In The Communist Manifesto, Marx and Engels made rigorous theoretical arguments for “Two Inevitabilities”, among which said:

“The bourgeoisie has played a most revolutionary part in history … the history of these class struggles forms a series of evolutions in which, nowadays, a stage has been reached where the proletariat cannot attain its emancipation… without, at the same time, and once and for all, emancipating society at large from all exploitation, oppression, class distinction, and class struggles.”

These sentences obviously contain the tea of “Two Nevers”. This argument fully estimates the development trend of capitalist social productive forces and relations, and proves that “Two inevitabilities” is the ultimate result of the movement of capitalist mode of production and the inevitable result of the full development of the material conditions (the contradictions between productive forces and production relations, and between proletariat and the bourgeoisie) for the existence of capitalism with irrefutable facts and logic.

The Communist Manifesto made use of the historical materialist view founded by Marx and Engels, with deep insight discovered the core issues of “modern society,” started from the evolution of the productive forces in the “bourgeois era,” and revealed the contradictory movement of capitalist productive forces and productive relations. The discovery of America and the rounding of the Cape opened up fresh ground for the rising bourgeoisie, and promoted the productive forces of capitalist society.

“The East-Indian and Chinese markets, the colonization of America, trade with the colonies, the increase in the means of exchange and in commodities generally, gave to commerce, to navigation, to industry, an impulse never before known, and thereby, to the revolutionary element in the tottering feudal society, a rapid development.”

The rapid development of the revolutionary forces within the feudal society prompted handicraft workshops to replace the feudal and organizational way of industrial management. The expansion of the market, the increase in demand, especially the revolution in the industrial production caused by the steam and machinery, made a great change: “The place of manufacture was taken by the giant, Modern Industry.”

The establishment of the world market promoted by the modern large industry has promoted great developments to commerce, to navigation, to communication by land, all of which in turn further promoted the industrial expansion. The bourgeoisie has continually promoted the revolution of production tools. From the simple tools to accumulation of tools and to the synthesis of tools, from the synthesis of tools worked by manpower to the tools worked by the use of natural powers, from the machine to “a single machine with an engine” and to “the system of machines working automatically,” and with the application of machinery and steam, the division of labor had further deepened.

“The bourgeoisie has through its exploitation of the world market given a cosmopolitan character to production and consumption in every country… it has drawn from under the feet of industry the national ground on which it stood. All old-fashioned national industries are destroyed or are daily being destroyed.”

Through a series of changes in the mode of production and exchange (trade), “the bourgeoisie, during its rule of scarce one hundred years, has created more massive and more colossal productive forces than have all preceding generations together.”
-------
** Set problem 1 **
In the passage on The Communist Manifesto, condense the paragraph beginning "The rapid development of the revolutionary forces" into fewer words while keeping its main facts.
-------
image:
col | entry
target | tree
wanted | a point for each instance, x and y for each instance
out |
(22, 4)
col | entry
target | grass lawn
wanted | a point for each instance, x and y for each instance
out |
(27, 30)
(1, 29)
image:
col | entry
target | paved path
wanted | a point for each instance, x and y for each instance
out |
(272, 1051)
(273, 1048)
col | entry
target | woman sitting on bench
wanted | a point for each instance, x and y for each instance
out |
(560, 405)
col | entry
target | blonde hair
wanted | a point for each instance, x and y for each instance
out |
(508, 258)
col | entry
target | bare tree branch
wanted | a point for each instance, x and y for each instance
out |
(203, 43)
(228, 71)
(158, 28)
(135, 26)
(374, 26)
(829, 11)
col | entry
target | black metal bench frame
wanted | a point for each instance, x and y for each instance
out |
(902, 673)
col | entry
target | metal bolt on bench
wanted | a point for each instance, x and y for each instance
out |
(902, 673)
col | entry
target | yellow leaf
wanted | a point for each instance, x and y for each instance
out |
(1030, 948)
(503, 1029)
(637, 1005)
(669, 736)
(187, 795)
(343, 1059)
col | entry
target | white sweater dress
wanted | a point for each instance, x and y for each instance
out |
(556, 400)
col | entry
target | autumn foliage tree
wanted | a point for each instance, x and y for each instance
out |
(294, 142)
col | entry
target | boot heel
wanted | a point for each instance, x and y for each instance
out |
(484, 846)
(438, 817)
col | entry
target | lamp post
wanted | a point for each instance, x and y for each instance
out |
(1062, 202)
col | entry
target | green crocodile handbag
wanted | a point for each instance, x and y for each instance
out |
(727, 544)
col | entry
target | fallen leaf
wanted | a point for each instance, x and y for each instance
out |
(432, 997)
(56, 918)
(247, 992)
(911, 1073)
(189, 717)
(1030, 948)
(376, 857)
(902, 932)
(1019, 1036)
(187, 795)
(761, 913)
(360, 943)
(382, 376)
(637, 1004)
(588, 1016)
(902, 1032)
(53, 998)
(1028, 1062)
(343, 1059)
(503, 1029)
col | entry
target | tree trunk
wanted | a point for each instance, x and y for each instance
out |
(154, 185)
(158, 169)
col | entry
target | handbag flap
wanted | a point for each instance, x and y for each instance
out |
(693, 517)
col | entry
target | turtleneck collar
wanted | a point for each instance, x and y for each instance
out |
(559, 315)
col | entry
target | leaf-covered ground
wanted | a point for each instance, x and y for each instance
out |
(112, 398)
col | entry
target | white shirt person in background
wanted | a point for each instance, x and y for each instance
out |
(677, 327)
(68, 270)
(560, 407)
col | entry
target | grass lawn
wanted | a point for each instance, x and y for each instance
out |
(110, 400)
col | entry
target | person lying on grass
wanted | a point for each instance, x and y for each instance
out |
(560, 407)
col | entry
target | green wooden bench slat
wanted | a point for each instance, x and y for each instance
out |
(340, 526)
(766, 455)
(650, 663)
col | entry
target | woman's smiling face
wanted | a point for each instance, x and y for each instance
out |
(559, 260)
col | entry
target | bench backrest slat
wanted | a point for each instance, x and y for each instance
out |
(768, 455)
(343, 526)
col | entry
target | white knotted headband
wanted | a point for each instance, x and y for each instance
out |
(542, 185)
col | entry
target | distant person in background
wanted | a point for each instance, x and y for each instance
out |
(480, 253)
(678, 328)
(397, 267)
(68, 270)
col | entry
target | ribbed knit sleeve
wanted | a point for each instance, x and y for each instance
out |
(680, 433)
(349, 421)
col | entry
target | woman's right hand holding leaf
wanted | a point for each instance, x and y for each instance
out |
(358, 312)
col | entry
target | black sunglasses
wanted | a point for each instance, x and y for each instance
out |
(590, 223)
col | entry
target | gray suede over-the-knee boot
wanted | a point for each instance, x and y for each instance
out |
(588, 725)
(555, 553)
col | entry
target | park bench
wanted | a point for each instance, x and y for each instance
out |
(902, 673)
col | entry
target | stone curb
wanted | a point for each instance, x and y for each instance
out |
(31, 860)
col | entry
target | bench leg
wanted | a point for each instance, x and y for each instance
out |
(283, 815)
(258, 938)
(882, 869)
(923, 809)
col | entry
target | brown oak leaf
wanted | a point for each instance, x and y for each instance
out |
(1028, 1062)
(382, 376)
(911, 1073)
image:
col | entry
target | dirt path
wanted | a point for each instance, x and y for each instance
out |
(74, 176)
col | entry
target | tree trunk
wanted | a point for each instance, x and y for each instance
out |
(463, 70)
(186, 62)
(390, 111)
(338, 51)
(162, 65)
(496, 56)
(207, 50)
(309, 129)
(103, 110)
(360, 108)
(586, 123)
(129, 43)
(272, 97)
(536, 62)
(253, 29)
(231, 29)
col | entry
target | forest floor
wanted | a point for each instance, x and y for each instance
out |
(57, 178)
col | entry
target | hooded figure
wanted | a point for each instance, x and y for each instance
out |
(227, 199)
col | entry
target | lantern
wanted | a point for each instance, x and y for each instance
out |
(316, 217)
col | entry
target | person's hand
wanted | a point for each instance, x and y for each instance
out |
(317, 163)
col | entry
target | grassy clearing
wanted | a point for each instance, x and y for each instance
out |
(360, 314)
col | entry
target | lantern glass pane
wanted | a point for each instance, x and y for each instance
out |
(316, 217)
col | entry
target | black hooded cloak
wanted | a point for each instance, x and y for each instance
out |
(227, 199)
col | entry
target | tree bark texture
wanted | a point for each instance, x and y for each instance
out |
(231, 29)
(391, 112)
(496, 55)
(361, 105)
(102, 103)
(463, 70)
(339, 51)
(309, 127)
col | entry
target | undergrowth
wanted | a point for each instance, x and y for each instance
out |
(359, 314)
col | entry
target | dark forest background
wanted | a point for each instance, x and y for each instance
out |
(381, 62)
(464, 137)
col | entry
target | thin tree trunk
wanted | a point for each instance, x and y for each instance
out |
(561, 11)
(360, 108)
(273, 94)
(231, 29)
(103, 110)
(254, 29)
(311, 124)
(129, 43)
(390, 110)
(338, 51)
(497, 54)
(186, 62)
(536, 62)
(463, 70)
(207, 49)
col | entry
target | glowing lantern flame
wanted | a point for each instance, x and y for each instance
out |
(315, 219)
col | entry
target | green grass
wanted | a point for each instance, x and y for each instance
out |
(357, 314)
-------
** Set problem 2 **
Copy each line of the entries above that includes the string "background".

** Problem solution 1 **
As revolutionary forces grew within feudal society, handicraft workshops replaced feudal, organizational industrial management. Expanding markets, rising demand, and above all the revolution in production brought by steam and machinery then produced a major change: Modern Industry took the place of manufacture.

** Problem solution 2 **
target | white shirt person in background
target | distant person in background
target | dark forest background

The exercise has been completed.